* start GIVEN TEXT *

Best bag surprise I've had in a long time! Enjoy the pics...


----------



## randr21

What a great color you picked. I'm smitten.  It's a beautiful bag. The gold tone hinges are a lovely accent. Glad to hear the quality is there as well.


----------



## TraceySH

randr21 said:


> What a great color you picked. I'm smitten.  It's a beautiful bag. The gold tone hinges are a lovely accent. Glad to hear the quality is there as well.


I just ordered 2 more colors. I am smitten!!


----------



## highend

TraceySH said:


> First time on this forum! I saw the Mystic bag, and fell hard for it! I received my first one today, in the natural color, in the small size. The quality is stunning, feels like twice the cost of the bag for the quality. The leather is soft, pliable but thick, the bag is the right combination of structured and flexible. The small size is comparable to my birkin 30's, but I am enjoying the closure that is easier than my kelly 28. The short strap is long enough to go over the shoulder, and longer strap is adjustable to crossbody. Inside is leather and suede. Back pocket easily fits an iphone plus. Bag can easily be worn hanging open, but the little round clasp fits up into the logo hardware and closes with a magnet. Pretty cool.
> 
> Best bag surprise I've had in a long time! Enjoy the pics...


Glad you're liking it! What are your thoughts on the handle when carrying it by the strap?

I was excited about this bag and invited to the boutique release, but was found the fact the handle doesn't fully relax a bit awkward....so ultimately passed.


----------



## TraceySH

highend said:


> Glad you're liking it! What are your thoughts on the handle when carrying it by the strap?
> 
> I was excited about this bag and invited to the boutique release, but was found the fact the handle doesn't fully relax a bit awkward....so ultimately passed.


I get what you are talking about with the handle, but I so rarely carry with the long strap that it doesn't bother me too much to have the front protruding for the few instances where I do need it. Since the bag, to me, is about 110% off the charts awesome, I can get by that. My Lady Diors are all like that too, the strap placement with the handles can be a bit awkward as well.


----------



## highend

TraceySH said:


> I get what you are talking about with the handle, but I so rarely carry with the long strap that it doesn't bother me too much to have the front protruding for the few instances where I do need it. Since the bag, to me, is about 110% off the charts awesome, I can get by that. My Lady Diors are all like that too, the strap placement with the handles can be a bit awkward as well.


Thanks for the insight.....I may reconsider them as I otherwise love the aubergine one.  They have another style being released this month, so we shall see!

* end GIVEN TEXT *
* start SUPPLIED RECORDS *

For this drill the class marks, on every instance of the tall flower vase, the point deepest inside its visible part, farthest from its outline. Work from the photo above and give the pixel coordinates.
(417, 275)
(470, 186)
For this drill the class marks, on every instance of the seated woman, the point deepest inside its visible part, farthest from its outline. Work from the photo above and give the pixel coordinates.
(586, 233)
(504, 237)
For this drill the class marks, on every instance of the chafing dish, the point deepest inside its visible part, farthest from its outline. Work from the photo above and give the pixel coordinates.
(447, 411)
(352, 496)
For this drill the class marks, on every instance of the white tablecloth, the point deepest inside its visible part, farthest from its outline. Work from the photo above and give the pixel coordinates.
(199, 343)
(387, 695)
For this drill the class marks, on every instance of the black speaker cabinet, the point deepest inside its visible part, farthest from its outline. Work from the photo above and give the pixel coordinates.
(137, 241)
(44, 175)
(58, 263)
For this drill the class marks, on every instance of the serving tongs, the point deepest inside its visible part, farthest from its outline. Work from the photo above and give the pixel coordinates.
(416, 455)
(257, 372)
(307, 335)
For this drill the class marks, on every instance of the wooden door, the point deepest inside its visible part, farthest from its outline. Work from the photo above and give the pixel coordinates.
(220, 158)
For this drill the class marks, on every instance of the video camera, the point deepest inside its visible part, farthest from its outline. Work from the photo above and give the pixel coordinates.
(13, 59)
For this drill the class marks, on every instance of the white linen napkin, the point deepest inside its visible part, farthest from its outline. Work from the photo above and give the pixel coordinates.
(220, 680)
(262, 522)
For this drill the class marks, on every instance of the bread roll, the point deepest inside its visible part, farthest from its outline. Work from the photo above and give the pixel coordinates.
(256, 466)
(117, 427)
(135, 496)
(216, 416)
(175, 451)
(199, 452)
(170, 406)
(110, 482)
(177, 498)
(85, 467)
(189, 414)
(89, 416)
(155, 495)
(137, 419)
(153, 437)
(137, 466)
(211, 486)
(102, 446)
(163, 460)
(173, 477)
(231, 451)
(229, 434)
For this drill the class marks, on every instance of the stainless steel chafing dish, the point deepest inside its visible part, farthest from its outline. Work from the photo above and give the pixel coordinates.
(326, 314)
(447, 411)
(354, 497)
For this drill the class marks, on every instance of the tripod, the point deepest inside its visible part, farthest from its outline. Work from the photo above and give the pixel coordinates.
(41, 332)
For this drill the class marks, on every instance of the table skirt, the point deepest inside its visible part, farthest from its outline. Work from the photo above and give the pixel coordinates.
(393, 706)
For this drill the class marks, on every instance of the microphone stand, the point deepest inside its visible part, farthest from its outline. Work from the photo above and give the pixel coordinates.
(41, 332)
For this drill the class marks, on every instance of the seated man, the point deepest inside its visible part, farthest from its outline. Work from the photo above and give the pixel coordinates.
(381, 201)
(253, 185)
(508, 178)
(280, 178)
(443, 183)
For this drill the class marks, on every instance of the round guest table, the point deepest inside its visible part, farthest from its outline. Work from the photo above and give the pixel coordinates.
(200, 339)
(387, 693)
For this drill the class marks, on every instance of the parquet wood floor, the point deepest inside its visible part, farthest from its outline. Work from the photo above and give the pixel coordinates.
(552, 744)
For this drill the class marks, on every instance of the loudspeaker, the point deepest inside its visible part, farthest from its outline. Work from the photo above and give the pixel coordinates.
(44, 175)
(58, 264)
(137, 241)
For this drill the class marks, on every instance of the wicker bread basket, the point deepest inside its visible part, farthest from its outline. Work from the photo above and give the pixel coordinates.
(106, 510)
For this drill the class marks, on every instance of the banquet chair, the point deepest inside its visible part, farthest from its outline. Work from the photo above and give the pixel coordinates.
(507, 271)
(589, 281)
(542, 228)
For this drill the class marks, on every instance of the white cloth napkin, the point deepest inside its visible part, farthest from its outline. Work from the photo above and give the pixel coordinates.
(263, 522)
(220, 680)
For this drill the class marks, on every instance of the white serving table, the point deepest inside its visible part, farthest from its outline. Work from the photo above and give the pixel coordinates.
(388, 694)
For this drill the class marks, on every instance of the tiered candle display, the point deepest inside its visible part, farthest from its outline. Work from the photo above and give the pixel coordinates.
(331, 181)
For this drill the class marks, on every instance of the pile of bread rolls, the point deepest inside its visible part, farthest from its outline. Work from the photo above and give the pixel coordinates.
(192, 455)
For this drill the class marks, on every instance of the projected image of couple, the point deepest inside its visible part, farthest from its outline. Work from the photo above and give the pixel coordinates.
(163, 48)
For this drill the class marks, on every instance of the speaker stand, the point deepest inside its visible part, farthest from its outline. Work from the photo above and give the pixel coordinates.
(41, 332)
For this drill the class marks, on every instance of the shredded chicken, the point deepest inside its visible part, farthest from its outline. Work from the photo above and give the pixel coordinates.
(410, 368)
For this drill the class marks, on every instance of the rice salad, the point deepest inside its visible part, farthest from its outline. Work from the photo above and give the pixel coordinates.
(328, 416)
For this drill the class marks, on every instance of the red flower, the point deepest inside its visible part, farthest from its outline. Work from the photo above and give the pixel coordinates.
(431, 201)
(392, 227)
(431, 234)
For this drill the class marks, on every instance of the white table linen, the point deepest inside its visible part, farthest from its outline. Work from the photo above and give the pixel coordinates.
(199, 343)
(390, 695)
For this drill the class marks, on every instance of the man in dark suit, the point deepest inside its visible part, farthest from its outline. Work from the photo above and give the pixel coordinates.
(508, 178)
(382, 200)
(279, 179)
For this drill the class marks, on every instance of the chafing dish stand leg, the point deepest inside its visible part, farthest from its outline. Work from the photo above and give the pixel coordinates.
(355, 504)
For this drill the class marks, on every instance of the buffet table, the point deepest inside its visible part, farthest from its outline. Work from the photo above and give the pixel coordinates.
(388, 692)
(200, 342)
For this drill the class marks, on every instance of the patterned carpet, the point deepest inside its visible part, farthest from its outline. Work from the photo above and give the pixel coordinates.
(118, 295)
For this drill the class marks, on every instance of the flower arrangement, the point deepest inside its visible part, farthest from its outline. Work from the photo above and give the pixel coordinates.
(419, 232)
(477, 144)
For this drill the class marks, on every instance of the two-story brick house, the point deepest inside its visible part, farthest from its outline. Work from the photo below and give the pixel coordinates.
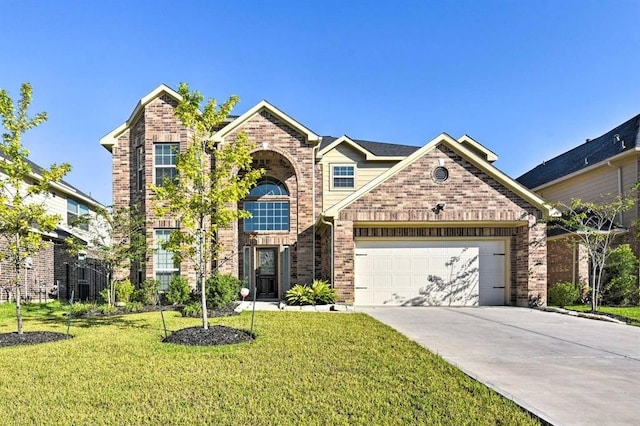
(594, 171)
(383, 223)
(53, 272)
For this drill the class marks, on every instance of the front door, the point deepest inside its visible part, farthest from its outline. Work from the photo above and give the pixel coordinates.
(266, 276)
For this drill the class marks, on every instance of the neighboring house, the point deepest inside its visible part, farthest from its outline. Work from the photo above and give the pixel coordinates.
(53, 273)
(594, 171)
(383, 223)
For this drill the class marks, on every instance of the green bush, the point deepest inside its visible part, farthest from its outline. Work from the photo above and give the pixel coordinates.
(299, 295)
(222, 290)
(107, 309)
(563, 294)
(193, 309)
(322, 293)
(621, 286)
(179, 290)
(105, 295)
(133, 307)
(147, 294)
(318, 293)
(79, 309)
(124, 289)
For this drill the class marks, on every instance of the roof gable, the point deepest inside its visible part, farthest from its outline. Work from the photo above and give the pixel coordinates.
(623, 139)
(459, 148)
(256, 109)
(111, 139)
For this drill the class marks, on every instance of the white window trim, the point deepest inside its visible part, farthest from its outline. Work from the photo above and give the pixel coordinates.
(140, 168)
(332, 177)
(162, 166)
(156, 244)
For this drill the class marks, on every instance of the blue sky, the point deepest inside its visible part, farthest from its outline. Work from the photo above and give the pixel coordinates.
(527, 79)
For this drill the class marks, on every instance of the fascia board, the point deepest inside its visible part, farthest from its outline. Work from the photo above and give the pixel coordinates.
(229, 128)
(491, 156)
(369, 156)
(602, 163)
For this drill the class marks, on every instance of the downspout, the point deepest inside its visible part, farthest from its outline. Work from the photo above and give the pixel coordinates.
(313, 207)
(330, 224)
(619, 170)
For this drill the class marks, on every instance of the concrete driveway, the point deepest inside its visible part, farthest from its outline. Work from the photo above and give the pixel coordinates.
(564, 369)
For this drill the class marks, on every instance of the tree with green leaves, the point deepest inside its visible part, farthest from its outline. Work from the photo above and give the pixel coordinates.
(117, 241)
(24, 216)
(594, 226)
(211, 179)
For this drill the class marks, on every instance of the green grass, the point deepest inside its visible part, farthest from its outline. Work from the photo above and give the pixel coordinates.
(630, 312)
(304, 368)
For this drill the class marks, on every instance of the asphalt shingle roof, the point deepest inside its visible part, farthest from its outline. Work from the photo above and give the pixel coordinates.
(382, 149)
(593, 151)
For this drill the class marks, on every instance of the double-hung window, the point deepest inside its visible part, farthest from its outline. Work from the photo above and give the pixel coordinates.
(343, 176)
(164, 158)
(77, 215)
(140, 168)
(164, 265)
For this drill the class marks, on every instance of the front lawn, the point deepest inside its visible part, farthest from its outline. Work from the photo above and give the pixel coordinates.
(304, 368)
(630, 312)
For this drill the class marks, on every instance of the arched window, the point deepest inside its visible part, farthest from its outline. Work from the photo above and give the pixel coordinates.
(268, 203)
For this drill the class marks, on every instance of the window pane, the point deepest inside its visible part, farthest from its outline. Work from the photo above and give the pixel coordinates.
(343, 176)
(267, 216)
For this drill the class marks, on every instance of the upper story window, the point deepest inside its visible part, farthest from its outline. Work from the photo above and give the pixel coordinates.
(164, 265)
(164, 160)
(77, 215)
(268, 203)
(140, 168)
(343, 176)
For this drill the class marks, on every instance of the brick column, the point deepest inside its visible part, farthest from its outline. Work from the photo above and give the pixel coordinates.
(343, 260)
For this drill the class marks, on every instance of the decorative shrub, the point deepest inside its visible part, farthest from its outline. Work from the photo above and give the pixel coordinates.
(133, 307)
(318, 293)
(179, 290)
(105, 295)
(124, 289)
(193, 309)
(80, 308)
(563, 294)
(621, 286)
(147, 294)
(299, 295)
(107, 309)
(222, 290)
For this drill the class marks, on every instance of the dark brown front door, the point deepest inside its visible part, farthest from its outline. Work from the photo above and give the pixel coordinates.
(267, 273)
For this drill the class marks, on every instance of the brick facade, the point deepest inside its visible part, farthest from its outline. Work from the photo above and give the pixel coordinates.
(476, 204)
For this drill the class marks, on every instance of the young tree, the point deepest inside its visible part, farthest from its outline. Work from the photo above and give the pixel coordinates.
(211, 180)
(23, 191)
(594, 226)
(117, 240)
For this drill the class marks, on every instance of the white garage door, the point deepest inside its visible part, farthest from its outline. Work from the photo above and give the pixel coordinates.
(430, 273)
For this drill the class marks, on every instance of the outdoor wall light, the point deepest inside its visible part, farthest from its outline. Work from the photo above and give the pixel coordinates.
(438, 208)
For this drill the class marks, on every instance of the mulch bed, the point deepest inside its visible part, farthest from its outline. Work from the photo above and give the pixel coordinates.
(191, 336)
(214, 335)
(31, 338)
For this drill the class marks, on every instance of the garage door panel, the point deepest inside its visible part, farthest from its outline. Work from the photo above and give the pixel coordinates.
(449, 273)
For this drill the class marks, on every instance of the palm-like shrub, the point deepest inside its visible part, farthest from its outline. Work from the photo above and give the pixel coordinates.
(318, 293)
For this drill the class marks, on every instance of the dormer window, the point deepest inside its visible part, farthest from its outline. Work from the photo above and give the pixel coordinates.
(77, 215)
(343, 176)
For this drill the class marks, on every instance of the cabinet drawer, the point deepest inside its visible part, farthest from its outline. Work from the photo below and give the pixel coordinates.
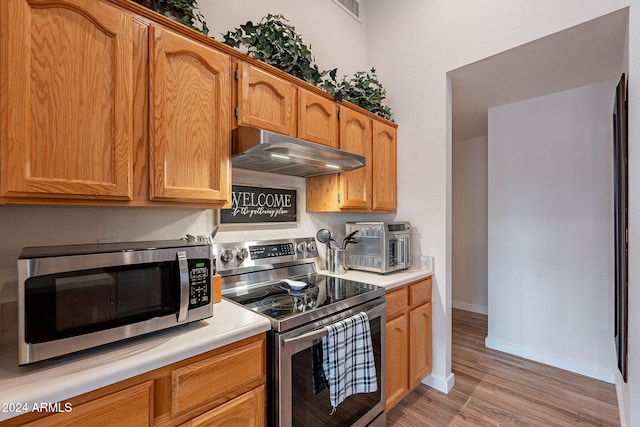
(245, 410)
(217, 376)
(421, 292)
(397, 300)
(131, 407)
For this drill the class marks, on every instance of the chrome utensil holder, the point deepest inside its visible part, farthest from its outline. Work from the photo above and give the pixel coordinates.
(336, 260)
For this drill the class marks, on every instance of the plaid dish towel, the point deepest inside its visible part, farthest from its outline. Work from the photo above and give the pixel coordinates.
(348, 360)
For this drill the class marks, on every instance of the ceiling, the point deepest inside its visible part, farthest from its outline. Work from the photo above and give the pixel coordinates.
(585, 54)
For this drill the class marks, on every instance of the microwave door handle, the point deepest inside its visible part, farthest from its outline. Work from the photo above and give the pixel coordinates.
(400, 250)
(183, 268)
(407, 252)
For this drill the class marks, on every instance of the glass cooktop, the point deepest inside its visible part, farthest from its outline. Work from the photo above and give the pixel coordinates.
(288, 307)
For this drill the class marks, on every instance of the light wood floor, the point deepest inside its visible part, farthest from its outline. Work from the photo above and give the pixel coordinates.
(497, 389)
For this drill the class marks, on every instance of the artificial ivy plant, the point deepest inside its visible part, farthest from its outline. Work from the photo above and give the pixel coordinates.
(275, 41)
(184, 11)
(364, 90)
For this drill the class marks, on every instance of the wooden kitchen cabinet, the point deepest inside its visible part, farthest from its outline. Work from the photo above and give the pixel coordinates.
(66, 106)
(222, 387)
(408, 338)
(317, 118)
(384, 162)
(397, 361)
(368, 189)
(265, 100)
(108, 103)
(189, 141)
(247, 410)
(131, 407)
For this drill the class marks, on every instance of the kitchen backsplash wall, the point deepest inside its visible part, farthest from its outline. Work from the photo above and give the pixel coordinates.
(23, 226)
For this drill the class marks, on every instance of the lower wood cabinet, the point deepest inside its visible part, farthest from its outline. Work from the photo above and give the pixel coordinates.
(132, 406)
(408, 338)
(223, 387)
(246, 410)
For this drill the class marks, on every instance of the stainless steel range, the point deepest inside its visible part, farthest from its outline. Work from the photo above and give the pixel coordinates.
(278, 279)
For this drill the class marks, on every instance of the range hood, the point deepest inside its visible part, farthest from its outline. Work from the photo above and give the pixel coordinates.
(265, 151)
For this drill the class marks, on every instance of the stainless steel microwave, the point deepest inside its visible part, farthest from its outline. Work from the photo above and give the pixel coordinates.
(381, 246)
(72, 298)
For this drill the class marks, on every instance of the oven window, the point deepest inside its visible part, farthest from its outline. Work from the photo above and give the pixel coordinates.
(65, 305)
(311, 409)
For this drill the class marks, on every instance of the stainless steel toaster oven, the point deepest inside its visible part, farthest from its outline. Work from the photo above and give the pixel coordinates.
(382, 246)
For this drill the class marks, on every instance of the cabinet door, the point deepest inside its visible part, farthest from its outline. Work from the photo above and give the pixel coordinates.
(129, 407)
(191, 385)
(420, 343)
(265, 101)
(384, 165)
(66, 105)
(317, 118)
(397, 362)
(247, 410)
(190, 95)
(355, 137)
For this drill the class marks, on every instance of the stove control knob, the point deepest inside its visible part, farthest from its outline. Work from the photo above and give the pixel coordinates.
(242, 254)
(226, 256)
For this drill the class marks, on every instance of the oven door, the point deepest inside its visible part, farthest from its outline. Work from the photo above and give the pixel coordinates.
(296, 404)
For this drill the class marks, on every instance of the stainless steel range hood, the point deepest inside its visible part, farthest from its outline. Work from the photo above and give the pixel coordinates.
(265, 151)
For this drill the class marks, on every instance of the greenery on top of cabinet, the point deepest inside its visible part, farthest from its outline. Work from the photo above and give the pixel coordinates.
(275, 41)
(183, 11)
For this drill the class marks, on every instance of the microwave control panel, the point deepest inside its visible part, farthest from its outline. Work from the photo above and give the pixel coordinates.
(199, 282)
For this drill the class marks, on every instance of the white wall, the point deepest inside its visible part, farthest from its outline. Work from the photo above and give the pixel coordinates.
(343, 47)
(335, 37)
(469, 225)
(551, 229)
(414, 44)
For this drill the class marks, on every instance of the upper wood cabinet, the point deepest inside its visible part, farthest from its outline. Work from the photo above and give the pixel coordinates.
(190, 119)
(264, 100)
(384, 164)
(368, 189)
(317, 118)
(66, 105)
(355, 137)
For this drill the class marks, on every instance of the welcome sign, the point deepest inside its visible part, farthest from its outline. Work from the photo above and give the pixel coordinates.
(252, 204)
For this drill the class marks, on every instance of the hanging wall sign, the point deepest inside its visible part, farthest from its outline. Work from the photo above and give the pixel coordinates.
(252, 204)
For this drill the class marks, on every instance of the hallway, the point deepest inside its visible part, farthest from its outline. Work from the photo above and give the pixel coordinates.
(497, 389)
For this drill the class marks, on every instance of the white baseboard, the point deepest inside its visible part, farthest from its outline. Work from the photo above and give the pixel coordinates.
(470, 307)
(439, 383)
(549, 359)
(622, 393)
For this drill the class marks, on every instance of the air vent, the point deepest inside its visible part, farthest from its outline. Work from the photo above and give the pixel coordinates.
(352, 7)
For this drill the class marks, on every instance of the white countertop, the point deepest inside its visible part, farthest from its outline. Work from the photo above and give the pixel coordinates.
(423, 269)
(59, 379)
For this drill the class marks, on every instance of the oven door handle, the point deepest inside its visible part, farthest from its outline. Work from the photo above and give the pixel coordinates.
(183, 267)
(322, 332)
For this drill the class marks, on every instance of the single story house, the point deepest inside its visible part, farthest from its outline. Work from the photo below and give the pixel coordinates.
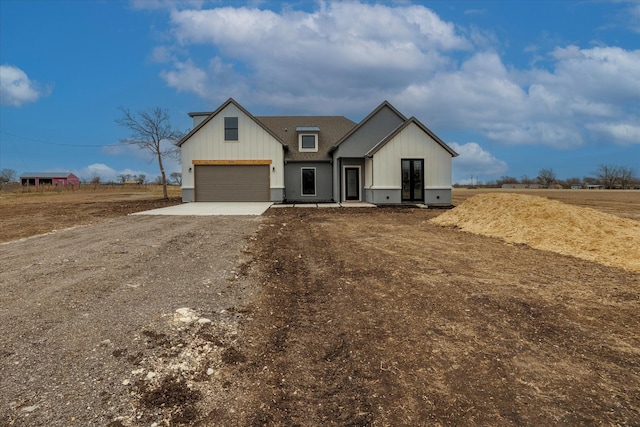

* end SUPPLIED RECORDS *

## TASK INSTRUCTIONS
[a] List every handbag model named in the forum thread about the Mystic bag.
[b] Write the next post in the forum thread about the Mystic bag, picking up after its final post.

## ANSWER SET
[a]
- Mystic bag
- birkin 30
- kelly 28
- Lady Dior

[b]
----------



## TraceySH

highend said:


> Thanks for the insight.....I may reconsider them as I otherwise love the aubergine one.  They have another style being released this month, so we shall see!


What else is being released? I ordered the aubergine and storm from the boutique, should be here in a few days. I've become so desensitized to quality issues b/c of Chanel, that I am truly appreciating the craftsmanship here esp for the price. I've ventured into Delvaux, Hermes of course, and back to some LV which is churning out some great options these days. I've never "left" Dior, but I see issues with quality there too. Mass production just has an effect, sloppiness, cheaper materials and linings, missed or uneven stitching, etc. So when I say I am grateful to be "wowed" by quality, I truly am. If I could only shake that Chanel pixie dust that's all over me, I would run for the hills!!


----------



## highend

TraceySH said:


> What else is being released?



.....I believe the new release is called the L bag or something like that.  I probably have the name wrong as I couldn't find anything online.  However, the SA showed me some lookbook pics, and IIRC it's another handle and long strap type bag.  In any event, he mentioned it's being released this month, so perhaps your SA can give you a heads up.


----------



## PinkTulip

I have my eye on this bag. It's good to know it looks great in person.


----------



## TraceySH

PinkTulip said:


> I have my eye on this bag. It's good to know it looks great in person.


I am using it today already. Love it.


----------



## EveyB

Congrats on your new bag! It is absolutely stunning and the quality really shows.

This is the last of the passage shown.